Polecenie i wymagania: Przepisz dokładnie wiersze z poniższych wpisów, od wiersza zawierającego „For the image provided above, where is the metal” aż do ostatniego wiersza wpisów włącznie.

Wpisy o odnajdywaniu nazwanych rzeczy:

========================

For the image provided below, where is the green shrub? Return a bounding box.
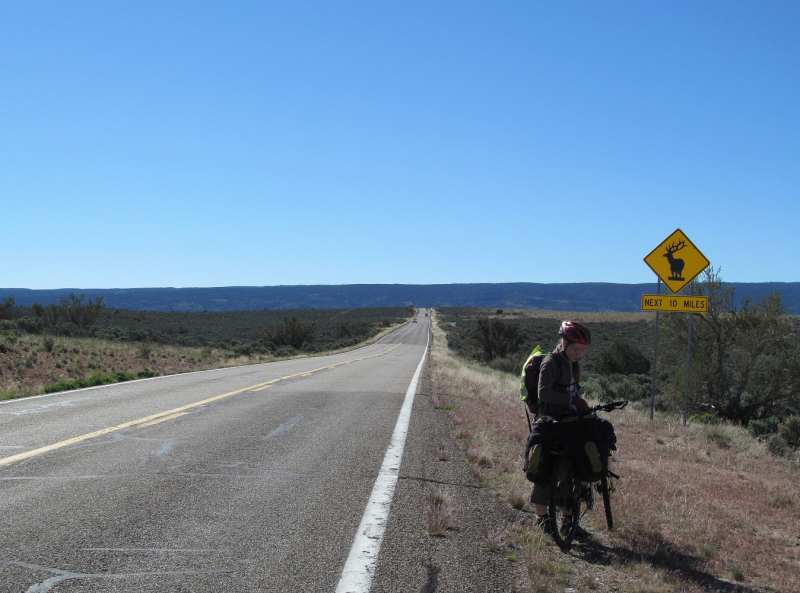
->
[593,341,650,375]
[778,416,800,449]
[747,416,781,438]
[767,434,789,456]
[44,369,158,393]
[260,315,317,350]
[489,358,522,375]
[691,412,717,424]
[469,317,524,362]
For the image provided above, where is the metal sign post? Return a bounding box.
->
[642,229,710,426]
[683,283,694,426]
[650,278,661,420]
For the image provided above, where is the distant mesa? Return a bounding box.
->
[0,282,800,315]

========================

Rozwiązanie zadania:
For the image provided above, where is the metal sign post? Return a bounding box.
->
[642,229,710,426]
[683,283,694,426]
[650,278,661,420]
For the image provided above, where is the distant mesa? Return a bounding box.
->
[0,282,800,315]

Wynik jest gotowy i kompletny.